### Supplied passage:
Petrides's husband, the journalist Peter Petrides (1896–1978), acted as manager and publicist for the concerts. He was born Petros Agathangelos Petrides into a Greek family in Caratepeh, Turkey, and grew up in Constantinople. After emigrating to the United States, he became a writer for and managing editor of the Greek-American newspaper The National Herald (not to be confused with the newspaper of the same name established in 1997).

==Programming==
Petrides's programs combined little-known classical works with new music by American composers. She described her aim: "There was a wealth of music on library shelves and it had not been explored. There were works by classical composers that had never been performed in America. Modern works needed public performances, too ... I continually accomplished this goal by offering something different."

### Complete the following:
a) According to the passage on Petrides's concerts, in what city did Peter Petrides grow up?
b) Output, word for word, the part of the passage on Petrides's concerts that opens with the words containing "Petrides's husband, the" and closes with "established in 1997).".
c) Pick up the passage on Petrides's concert programming after its final sentence and continue writing it.
The material that follows the passage is not needed.

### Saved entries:

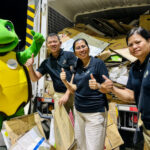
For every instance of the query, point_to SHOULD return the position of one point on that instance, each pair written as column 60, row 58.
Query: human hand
column 30, row 61
column 92, row 83
column 107, row 84
column 38, row 37
column 63, row 75
column 63, row 99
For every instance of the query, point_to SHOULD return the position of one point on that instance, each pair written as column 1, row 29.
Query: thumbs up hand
column 92, row 83
column 30, row 61
column 107, row 84
column 63, row 75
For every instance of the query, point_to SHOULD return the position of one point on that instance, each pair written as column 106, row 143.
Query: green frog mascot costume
column 15, row 86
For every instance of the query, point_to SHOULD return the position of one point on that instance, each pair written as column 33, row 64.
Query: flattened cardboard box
column 18, row 126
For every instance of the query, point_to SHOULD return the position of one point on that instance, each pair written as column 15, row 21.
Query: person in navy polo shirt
column 138, row 86
column 52, row 65
column 90, row 103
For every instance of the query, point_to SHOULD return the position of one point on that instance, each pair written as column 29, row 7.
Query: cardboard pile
column 25, row 133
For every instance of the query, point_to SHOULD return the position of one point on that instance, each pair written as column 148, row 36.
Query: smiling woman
column 16, row 11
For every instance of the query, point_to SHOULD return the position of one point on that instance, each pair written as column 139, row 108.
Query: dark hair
column 53, row 34
column 138, row 30
column 81, row 39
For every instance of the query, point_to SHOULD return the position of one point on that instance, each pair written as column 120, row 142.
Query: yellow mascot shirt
column 13, row 84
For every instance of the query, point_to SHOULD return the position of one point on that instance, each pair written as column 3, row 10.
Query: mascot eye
column 8, row 27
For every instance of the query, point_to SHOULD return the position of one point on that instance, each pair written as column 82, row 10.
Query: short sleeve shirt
column 53, row 66
column 135, row 78
column 86, row 99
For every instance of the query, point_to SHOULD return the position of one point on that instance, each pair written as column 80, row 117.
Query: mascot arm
column 38, row 40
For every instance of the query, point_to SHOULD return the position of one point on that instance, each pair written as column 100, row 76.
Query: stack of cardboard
column 25, row 132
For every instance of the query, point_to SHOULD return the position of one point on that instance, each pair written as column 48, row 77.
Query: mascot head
column 8, row 38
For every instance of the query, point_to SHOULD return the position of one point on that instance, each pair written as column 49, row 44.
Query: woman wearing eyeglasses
column 90, row 103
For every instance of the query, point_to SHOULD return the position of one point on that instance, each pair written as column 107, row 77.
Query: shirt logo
column 87, row 72
column 146, row 74
column 64, row 61
column 12, row 63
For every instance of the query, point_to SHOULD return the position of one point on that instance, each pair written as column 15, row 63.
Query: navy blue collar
column 138, row 65
column 61, row 53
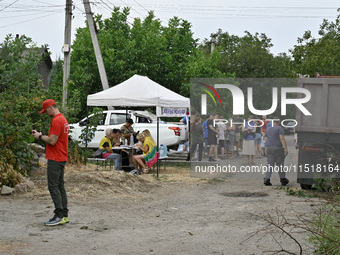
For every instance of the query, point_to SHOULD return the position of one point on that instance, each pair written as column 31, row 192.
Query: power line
column 9, row 5
column 28, row 20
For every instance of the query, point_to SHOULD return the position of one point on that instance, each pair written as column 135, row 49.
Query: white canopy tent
column 138, row 91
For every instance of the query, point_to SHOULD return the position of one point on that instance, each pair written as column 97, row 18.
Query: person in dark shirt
column 276, row 152
column 212, row 138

### Responses in order:
a) Constantinople.

b)
Petrides's husband, the journalist Peter Petrides (1896–1978), acted as manager and publicist for the concerts. He was born Petros Agathangelos Petrides into a Greek family in Caratepeh, Turkey, and grew up in Constantinople. After emigrating to the United States, he became a writer for and managing editor of the Greek-American newspaper The National Herald (not to be confused with the newspaper of the same name established in 1997).

c)
==Reception==
Critics who reviewed the series over its fifteen-year existence included Francis D. Perkins of the New York Herald Tribune; Howard Klein, Theodore Strongin and Raymond Ericson of The New York Times; and Robert Sherman, also of The New York Times, who in the July 3, 1970 edition described Frédérique Petrides as "a prime mover in New York's cultural affairs since the mid-thirties".

==Notable concert in memoriam==
On June 14, 1965, the Festival Symphony Orchestra with choir performed Haydn's Mass in Time of War in memory of Andrew Goodman, a resident of Manhattan's West Side who was killed in Neshoba County, Mississippi. About 2,000 people attended.